Görev 1 —
Aşağıdaki girdilerde "bicycle" sözcüğünü içeren her satırı döndürür müsün? Büyük-küçük harf ayrımı dikkate alınmalıdır.

İki Ceyhan: Cahit Zarifoğlu- Cemil Meriç
Cahit Zarifoğlu (Ankara – 1 Temmuz 1940 / İstanbul – 7 Haziran 1987)
Abdurrahman Cahit Zarifoğlu 1 Temmuz 1940 Ankara doğumlu. Anne ve babası Maraşlı. Baba tarafı Kafkasya’dan gelip Maraş’a yerleşen bir aile. Babası Niyazi Bey, memurluk, öğretmenlik ve hakimlik görevlerinde bulunmuştur. Niyazi Bey’in önceki evliliklerinden üç, Abdurrahman Cahit Zarifoğlu’nun da annesi olan Şerife Hanım’dan da üç olmak üzere toplam altı kardeşi vardır. Babası daha sonra annesinin üzerine başka bir hanımla evlenince evde aile huzuru kalmaz.
Siverek, Maraş, Ankara ve tekrar Maraş olmak üzere farklı şehirlerde ve okullarda ilkokul, ortaokul ve lise eğitimi gören Abdurrahman Cahit Zarifoğlu üniversiteye 1961 yılında İstanbul Üniversitesi Edebiyat Fakültesi Alman Filolojisinde başlar. Aralıklarla on yıl süren eğitim sonrasında 1971’de filolojiden mezun olur.

Görev Girdileri —
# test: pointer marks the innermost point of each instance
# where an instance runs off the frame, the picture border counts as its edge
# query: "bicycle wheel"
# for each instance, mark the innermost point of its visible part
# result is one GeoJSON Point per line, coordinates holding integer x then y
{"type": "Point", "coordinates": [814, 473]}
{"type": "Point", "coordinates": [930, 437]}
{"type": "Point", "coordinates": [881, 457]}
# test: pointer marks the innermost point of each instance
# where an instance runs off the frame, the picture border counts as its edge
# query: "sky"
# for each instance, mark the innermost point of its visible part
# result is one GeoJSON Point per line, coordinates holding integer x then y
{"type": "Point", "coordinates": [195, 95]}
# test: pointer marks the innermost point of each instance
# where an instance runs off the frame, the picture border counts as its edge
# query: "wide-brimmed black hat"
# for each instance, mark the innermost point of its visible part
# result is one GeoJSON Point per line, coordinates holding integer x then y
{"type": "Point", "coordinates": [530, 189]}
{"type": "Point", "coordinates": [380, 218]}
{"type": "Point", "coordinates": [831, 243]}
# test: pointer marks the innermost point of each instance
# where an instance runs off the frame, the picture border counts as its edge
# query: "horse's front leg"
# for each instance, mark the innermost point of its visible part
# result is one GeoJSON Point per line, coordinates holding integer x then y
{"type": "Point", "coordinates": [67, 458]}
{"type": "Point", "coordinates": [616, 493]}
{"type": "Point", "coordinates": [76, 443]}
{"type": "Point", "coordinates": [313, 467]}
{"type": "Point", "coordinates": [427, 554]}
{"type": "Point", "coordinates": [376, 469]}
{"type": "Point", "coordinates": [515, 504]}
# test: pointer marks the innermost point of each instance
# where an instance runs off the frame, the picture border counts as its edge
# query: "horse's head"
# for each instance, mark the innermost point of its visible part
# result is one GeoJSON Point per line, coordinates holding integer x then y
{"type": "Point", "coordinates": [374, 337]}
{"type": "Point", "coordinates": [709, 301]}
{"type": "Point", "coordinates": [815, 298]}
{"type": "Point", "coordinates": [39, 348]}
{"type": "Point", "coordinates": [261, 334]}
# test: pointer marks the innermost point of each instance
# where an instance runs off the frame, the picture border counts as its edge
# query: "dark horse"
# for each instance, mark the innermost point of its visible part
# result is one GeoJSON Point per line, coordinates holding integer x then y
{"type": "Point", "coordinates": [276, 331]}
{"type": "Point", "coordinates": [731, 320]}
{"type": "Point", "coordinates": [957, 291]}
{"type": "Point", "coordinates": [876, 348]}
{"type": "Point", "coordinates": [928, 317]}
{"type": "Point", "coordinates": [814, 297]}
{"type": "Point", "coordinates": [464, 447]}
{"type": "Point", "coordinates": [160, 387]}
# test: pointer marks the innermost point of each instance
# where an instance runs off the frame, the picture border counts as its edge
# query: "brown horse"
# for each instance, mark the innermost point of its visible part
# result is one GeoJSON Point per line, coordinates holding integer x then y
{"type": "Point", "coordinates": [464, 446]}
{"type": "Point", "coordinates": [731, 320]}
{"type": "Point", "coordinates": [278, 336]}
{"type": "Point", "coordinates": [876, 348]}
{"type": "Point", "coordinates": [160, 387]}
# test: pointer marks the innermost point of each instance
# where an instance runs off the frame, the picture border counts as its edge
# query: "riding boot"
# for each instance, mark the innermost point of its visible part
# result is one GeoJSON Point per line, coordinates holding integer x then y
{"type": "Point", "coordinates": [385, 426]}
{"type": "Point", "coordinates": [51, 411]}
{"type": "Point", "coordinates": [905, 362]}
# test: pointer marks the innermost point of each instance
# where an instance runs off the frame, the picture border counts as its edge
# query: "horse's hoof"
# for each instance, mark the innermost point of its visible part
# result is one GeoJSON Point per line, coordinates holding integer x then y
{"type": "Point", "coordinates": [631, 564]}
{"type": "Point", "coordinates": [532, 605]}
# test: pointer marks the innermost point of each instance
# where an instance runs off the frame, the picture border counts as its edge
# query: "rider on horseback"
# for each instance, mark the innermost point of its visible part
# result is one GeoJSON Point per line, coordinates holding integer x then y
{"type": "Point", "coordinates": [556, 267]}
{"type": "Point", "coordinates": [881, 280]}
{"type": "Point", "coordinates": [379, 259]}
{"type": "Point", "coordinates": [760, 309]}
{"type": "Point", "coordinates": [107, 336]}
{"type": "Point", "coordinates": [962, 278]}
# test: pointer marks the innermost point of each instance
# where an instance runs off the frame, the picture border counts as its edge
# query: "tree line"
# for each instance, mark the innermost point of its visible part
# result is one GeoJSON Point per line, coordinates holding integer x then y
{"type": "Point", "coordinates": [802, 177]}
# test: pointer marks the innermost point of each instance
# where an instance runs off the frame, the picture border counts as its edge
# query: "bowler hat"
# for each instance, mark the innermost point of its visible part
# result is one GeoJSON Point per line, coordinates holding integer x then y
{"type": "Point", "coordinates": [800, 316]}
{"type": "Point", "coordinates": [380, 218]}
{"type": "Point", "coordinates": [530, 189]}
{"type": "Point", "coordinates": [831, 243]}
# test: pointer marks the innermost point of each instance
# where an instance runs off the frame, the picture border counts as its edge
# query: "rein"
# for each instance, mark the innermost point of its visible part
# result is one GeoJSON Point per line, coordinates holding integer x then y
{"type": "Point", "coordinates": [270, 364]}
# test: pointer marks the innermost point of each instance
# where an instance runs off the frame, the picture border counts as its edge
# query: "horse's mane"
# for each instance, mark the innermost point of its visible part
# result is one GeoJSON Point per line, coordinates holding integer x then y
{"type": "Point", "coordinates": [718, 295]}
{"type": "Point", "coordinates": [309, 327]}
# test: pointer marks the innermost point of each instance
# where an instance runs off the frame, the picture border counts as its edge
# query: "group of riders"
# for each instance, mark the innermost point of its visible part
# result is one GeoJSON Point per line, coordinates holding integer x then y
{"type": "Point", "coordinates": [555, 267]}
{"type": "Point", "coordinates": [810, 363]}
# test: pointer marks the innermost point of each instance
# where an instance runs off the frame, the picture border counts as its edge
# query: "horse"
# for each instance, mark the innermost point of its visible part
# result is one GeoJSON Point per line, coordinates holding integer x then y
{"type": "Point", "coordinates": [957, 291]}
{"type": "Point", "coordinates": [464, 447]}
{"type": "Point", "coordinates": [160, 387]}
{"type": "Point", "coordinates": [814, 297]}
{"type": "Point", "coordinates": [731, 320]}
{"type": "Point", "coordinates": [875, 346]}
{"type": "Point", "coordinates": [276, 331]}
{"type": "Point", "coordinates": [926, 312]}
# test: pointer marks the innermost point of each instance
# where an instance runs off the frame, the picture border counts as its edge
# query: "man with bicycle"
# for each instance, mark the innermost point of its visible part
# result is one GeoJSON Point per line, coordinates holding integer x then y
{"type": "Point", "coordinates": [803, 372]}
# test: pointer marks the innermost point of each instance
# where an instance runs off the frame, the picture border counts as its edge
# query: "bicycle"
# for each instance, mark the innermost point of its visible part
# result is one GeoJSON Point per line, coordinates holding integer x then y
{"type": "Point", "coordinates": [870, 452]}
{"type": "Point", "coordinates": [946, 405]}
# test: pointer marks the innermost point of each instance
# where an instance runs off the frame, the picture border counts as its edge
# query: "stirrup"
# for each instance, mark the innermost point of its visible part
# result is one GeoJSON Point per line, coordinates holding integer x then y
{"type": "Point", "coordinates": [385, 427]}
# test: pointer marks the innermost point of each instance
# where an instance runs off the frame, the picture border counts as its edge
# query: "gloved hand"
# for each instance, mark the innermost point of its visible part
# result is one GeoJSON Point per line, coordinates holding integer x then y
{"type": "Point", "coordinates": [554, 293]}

Görev 2 —
Yukarıdaki Cahit Zarifoğlu metninde "Abdurrahman Cahit Zarifoğlu 1" ifadesinden "filolojiden mezun olur." ifadesine kadar olan kısmı kelimesi kelimesine aktarır mısın?

Doğru Yanıt 1 —
# query: "bicycle wheel"
# query: "man with bicycle"
# query: "bicycle"

Doğru Yanıt 2 —
Abdurrahman Cahit Zarifoğlu 1 Temmuz 1940 Ankara doğumlu. Anne ve babası Maraşlı. Baba tarafı Kafkasya’dan gelip Maraş’a yerleşen bir aile. Babası Niyazi Bey, memurluk, öğretmenlik ve hakimlik görevlerinde bulunmuştur. Niyazi Bey’in önceki evliliklerinden üç, Abdurrahman Cahit Zarifoğlu’nun da annesi olan Şerife Hanım’dan da üç olmak üzere toplam altı kardeşi vardır. Babası daha sonra annesinin üzerine başka bir hanımla evlenince evde aile huzuru kalmaz.
Siverek, Maraş, Ankara ve tekrar Maraş olmak üzere farklı şehirlerde ve okullarda ilkokul, ortaokul ve lise eğitimi gören Abdurrahman Cahit Zarifoğlu üniversiteye 1961 yılında İstanbul Üniversitesi Edebiyat Fakültesi Alman Filolojisinde başlar. Aralıklarla on yıl süren eğitim sonrasında 1971’de filolojiden mezun olur.